» **DIRECTIONS**
1 - Count how many lines of the listing below contain the string "metal", treating uppercase and lowercase as different, and reply with only that number.
2 - Pick up the article below on Easter revision courses in Oxford right after its last sentence and keep writing it.
### GIVEN PASSAGE
"There's obviously an element of cachet in being in Oxford," says Mr Gordon, "and they are living in an Oxford college, which many students like the idea of. Indeed, some parents sometimes worry that it will distract them, but frankly the students don't have time. They are immersed in the course. There's no let-up at all, and no opportunity for distractions."
Mr Gordon is not exaggerating. The brochure description of the course structure looks exhausting - lectures, group seminars, essay-writing classes, a review of past examination papers and mock exams. Reading through the daily schedule for Cherwell's young crammers, who concentrate on one A- level or two GCSEs during the course of a week, is even more alarming. Working in groups of six or seven, students start each morning at 9am with an hour's trial examination, and then work right through the day till 6.45pm. Even after dinner, they are expected to get their heads down and prepare yet more work for the following day.
"It's very, very intensive," admits Mr Gordon, "They are very tired at the end of the day." The brochure puts it more bluntly: an early night is recommended, it warns.
Much of their labour is what Mr Gordon describes as "fine-tuning" for the demands of public exams in June.
"The normal school syllabus concentrates on the material, but not how to get it down on paper in a given time," he says. "In part, though, you're being tested on your ability to sit an exam, and that's the ability we try to develop during the week."
Despite the slog, there's no doubt that spending a week in Oxford is a real attraction for many. For the spring vacation, St Hilda's college, renowned for its lovely gardens and enviable position by the river Cherwell, plays host to 70 to 80 students from Oxford Easter Courses.
"Students really like the idea of being in Oxford," says its principal, Edwin Osborn. "They do seem to find it stimulating living in a college and having the experience of being an undergraduate - although undergraduates probably don't work quite as hard!" Indeed, he had found the foretaste of Oxford life has inspired a number of his students to apply to the university for their degree.
Oxford Easter Courses prides itself on its small and friendly atmosphere. Its tuition groups are confined to two or three students, and total numbers rarely exceed 70 or 80.
######
### EXERCISE MATERIALS
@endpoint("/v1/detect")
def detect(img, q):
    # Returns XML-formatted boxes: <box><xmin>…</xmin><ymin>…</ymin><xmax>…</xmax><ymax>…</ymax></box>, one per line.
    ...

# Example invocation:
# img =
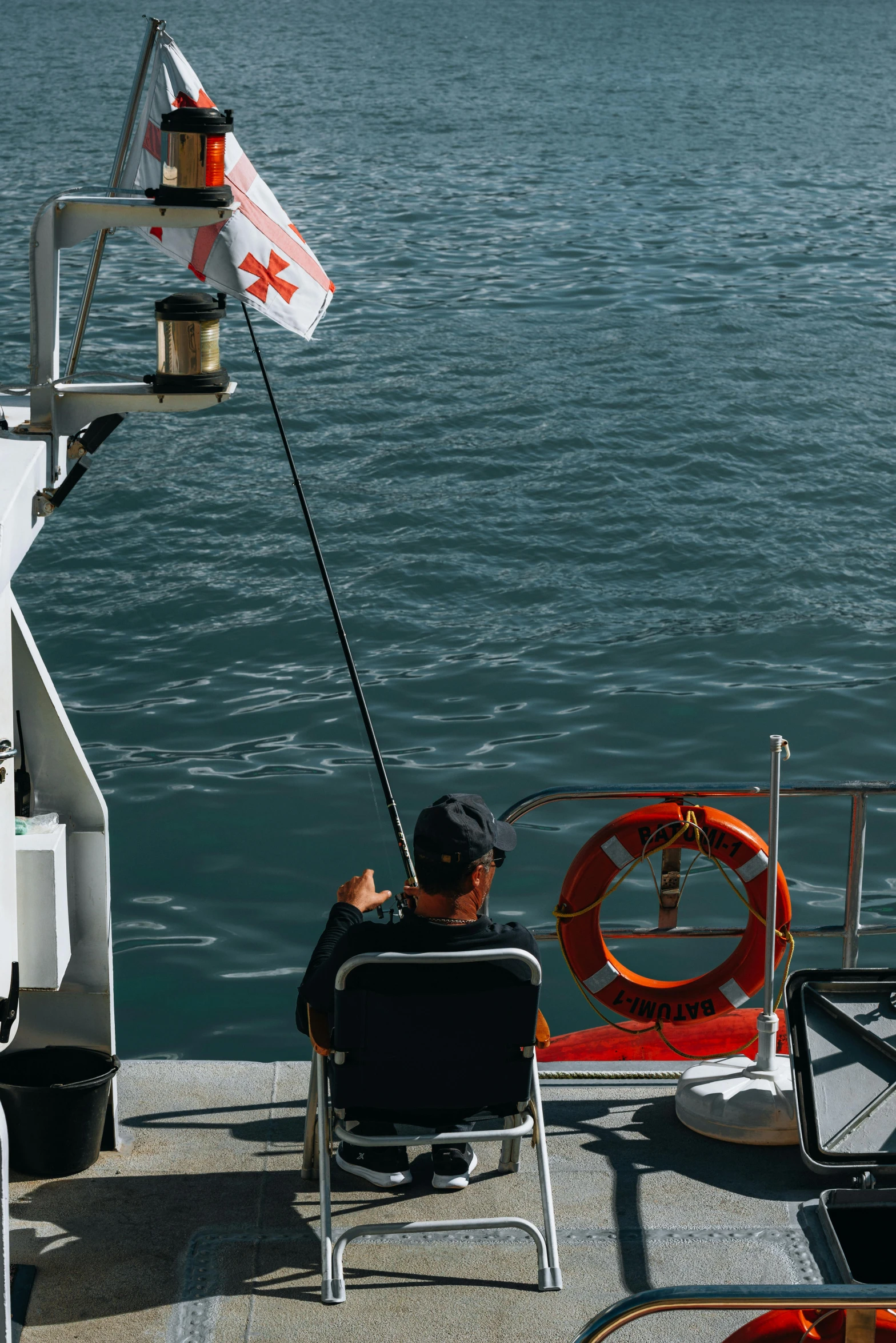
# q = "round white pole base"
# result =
<box><xmin>675</xmin><ymin>1054</ymin><xmax>799</xmax><ymax>1147</ymax></box>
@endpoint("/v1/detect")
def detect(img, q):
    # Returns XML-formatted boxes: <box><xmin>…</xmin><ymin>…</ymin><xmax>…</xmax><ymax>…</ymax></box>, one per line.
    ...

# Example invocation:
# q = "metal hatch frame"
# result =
<box><xmin>785</xmin><ymin>967</ymin><xmax>896</xmax><ymax>1179</ymax></box>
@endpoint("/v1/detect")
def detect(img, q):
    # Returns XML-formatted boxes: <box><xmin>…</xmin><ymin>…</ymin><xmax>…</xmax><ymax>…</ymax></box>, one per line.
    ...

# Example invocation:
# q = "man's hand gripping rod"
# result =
<box><xmin>242</xmin><ymin>304</ymin><xmax>417</xmax><ymax>917</ymax></box>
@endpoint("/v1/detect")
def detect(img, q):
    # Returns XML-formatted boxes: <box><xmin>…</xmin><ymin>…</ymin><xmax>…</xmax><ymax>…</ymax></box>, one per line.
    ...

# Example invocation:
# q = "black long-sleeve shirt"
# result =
<box><xmin>295</xmin><ymin>904</ymin><xmax>538</xmax><ymax>1035</ymax></box>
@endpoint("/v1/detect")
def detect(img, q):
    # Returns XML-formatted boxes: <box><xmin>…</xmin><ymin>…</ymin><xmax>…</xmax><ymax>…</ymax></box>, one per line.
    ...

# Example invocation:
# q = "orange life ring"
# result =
<box><xmin>557</xmin><ymin>802</ymin><xmax>790</xmax><ymax>1026</ymax></box>
<box><xmin>725</xmin><ymin>1311</ymin><xmax>896</xmax><ymax>1343</ymax></box>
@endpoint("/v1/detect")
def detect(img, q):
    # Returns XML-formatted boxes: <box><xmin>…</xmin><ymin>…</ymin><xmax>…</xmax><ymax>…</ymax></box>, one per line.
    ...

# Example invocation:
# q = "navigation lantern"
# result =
<box><xmin>146</xmin><ymin>290</ymin><xmax>229</xmax><ymax>392</ymax></box>
<box><xmin>151</xmin><ymin>107</ymin><xmax>233</xmax><ymax>205</ymax></box>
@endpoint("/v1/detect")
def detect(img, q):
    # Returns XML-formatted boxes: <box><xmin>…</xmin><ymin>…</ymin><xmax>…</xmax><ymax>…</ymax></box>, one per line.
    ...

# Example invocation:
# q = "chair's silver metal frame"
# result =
<box><xmin>302</xmin><ymin>948</ymin><xmax>563</xmax><ymax>1305</ymax></box>
<box><xmin>574</xmin><ymin>1282</ymin><xmax>896</xmax><ymax>1343</ymax></box>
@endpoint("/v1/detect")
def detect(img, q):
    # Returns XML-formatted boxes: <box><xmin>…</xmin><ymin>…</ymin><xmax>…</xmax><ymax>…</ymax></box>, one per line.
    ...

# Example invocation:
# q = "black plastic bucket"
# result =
<box><xmin>0</xmin><ymin>1045</ymin><xmax>119</xmax><ymax>1175</ymax></box>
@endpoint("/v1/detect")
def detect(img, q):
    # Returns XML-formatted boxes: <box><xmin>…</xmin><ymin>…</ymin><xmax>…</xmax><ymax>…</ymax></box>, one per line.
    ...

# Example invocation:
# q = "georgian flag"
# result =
<box><xmin>122</xmin><ymin>32</ymin><xmax>335</xmax><ymax>340</ymax></box>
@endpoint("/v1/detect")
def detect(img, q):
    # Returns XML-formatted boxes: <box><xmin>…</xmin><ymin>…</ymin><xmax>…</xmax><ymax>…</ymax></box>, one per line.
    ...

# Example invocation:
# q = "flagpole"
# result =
<box><xmin>65</xmin><ymin>18</ymin><xmax>165</xmax><ymax>377</ymax></box>
<box><xmin>240</xmin><ymin>304</ymin><xmax>417</xmax><ymax>907</ymax></box>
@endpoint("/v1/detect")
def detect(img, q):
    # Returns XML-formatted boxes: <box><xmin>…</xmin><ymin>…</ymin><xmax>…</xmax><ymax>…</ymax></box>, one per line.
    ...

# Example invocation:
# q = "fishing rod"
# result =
<box><xmin>240</xmin><ymin>302</ymin><xmax>417</xmax><ymax>915</ymax></box>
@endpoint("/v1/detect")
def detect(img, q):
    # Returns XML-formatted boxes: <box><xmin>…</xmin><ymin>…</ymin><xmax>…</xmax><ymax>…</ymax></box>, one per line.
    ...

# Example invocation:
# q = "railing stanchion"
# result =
<box><xmin>842</xmin><ymin>792</ymin><xmax>868</xmax><ymax>970</ymax></box>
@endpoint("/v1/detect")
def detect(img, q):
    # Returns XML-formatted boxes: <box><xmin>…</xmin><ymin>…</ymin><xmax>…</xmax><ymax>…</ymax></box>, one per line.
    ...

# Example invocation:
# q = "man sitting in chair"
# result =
<box><xmin>295</xmin><ymin>792</ymin><xmax>538</xmax><ymax>1190</ymax></box>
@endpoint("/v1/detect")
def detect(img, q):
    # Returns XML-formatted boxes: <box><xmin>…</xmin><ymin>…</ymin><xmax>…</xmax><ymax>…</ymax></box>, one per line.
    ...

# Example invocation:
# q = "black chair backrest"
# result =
<box><xmin>330</xmin><ymin>952</ymin><xmax>539</xmax><ymax>1115</ymax></box>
######
» **ANSWERS GIVEN**
1 - 2

2 -
"We deliberately try to keep it small," says Mr Osborn, who has run the courses from home with his wife Jane since 1993. "It means they can make sure that their time is only used on exactly what they need and want to do."
They also stick purely to A-level courses. "A-level students are that bit more mature and motivated," believes Mr Osborn. "They really want to do the work, whereas those doing GCSEs are often kicked there by their parents."
Unlike other tutorial colleges, Oxford Easter Courses eschews mock examinations. Mr Osborn, who used to be a tutor at another institution, believes they are self-defeating.
"The students are too tired and too busy, and they have not had a chance to assimilate the material properly yet," he says. "It's simply not fair to assess them like that. And if they don't do very well, it can really knock their confidence."
Another advantage of coming to Oxford to do your revision lies in the quality of tuition, says John Farquhar, principal of the Centre for International Education (CIE), which runs 30-hour intensive courses in all GCSE and A-level subjects.
"As well as being qualified and experienced teachers, the vast majority of our tutors are Oxford graduates, so the standard of tuition we can offer is particularly high," he says. "But overall, the atmosphere here is highly academic - you can't avoid it. I do think that the mystique of Oxford appeals to students and parents. Maybe they feel that some of the magic will rub off on them. It is part of the overall experience that we offer."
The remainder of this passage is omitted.